**Short problem:**
Turn the part of the records that opens with the line containing "the girl in" and closes with the line containing "Target: girl in blue shirt" into a JSON list of strings, with one string per line and no entries for blank lines. Leave the pictures out of the list.

---------- Dataset content ----------

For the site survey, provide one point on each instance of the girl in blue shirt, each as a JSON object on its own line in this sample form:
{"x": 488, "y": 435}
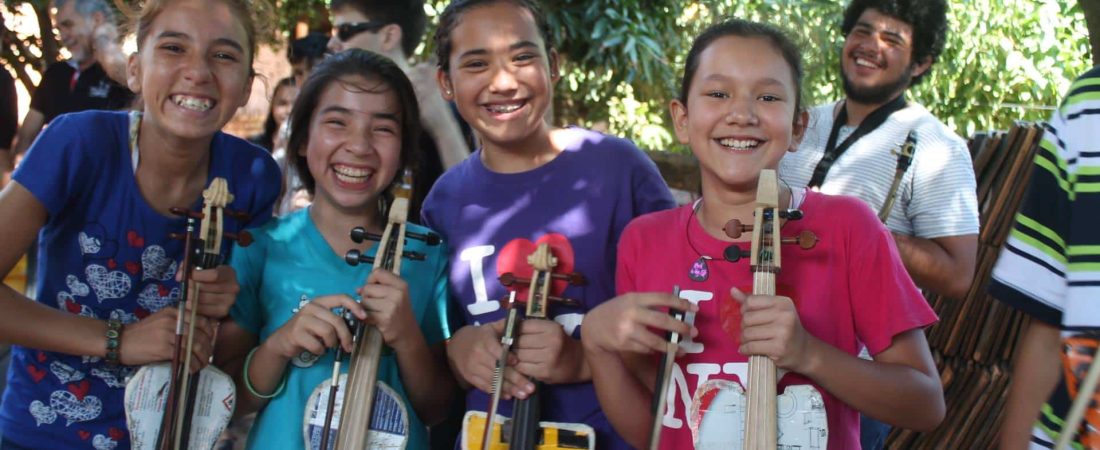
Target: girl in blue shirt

----------
---------- Dataset content ----------

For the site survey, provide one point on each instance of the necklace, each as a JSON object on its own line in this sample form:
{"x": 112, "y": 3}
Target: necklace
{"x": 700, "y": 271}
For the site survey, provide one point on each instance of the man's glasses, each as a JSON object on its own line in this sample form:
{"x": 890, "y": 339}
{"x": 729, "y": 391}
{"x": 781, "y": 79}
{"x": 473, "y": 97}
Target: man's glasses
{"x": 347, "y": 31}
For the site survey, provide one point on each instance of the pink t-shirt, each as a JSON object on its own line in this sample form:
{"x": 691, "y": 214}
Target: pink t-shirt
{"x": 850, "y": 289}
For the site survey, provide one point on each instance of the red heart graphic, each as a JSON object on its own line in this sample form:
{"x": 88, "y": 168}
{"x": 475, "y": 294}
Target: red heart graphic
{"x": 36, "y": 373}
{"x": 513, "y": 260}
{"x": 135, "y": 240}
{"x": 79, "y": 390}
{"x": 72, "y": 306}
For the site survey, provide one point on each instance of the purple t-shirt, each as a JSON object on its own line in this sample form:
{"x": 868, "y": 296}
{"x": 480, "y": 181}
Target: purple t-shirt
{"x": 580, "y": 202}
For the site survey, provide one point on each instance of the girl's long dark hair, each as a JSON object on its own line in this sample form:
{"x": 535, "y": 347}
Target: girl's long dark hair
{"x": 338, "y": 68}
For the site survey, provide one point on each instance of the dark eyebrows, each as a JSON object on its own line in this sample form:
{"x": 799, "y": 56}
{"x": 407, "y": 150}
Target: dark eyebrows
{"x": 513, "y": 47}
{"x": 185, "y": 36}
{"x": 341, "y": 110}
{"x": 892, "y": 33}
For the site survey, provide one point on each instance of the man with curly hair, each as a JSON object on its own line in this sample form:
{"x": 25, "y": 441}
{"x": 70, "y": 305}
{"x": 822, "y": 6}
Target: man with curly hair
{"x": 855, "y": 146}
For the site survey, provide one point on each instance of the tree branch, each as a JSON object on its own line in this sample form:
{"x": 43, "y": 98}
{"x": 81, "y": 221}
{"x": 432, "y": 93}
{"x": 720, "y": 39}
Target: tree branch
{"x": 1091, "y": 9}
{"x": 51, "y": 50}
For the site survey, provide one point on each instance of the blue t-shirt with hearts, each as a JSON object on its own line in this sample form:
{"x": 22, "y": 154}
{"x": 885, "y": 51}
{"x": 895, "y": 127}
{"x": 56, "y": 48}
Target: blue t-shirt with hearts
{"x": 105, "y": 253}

----------

**Final result:**
[
  "For the site survey, provide one point on each instance of the girl in blue shirt, each as a JSON object on its own line in this sample form:",
  "{\"x\": 488, \"y\": 435}",
  "Target: girl in blue shirt"
]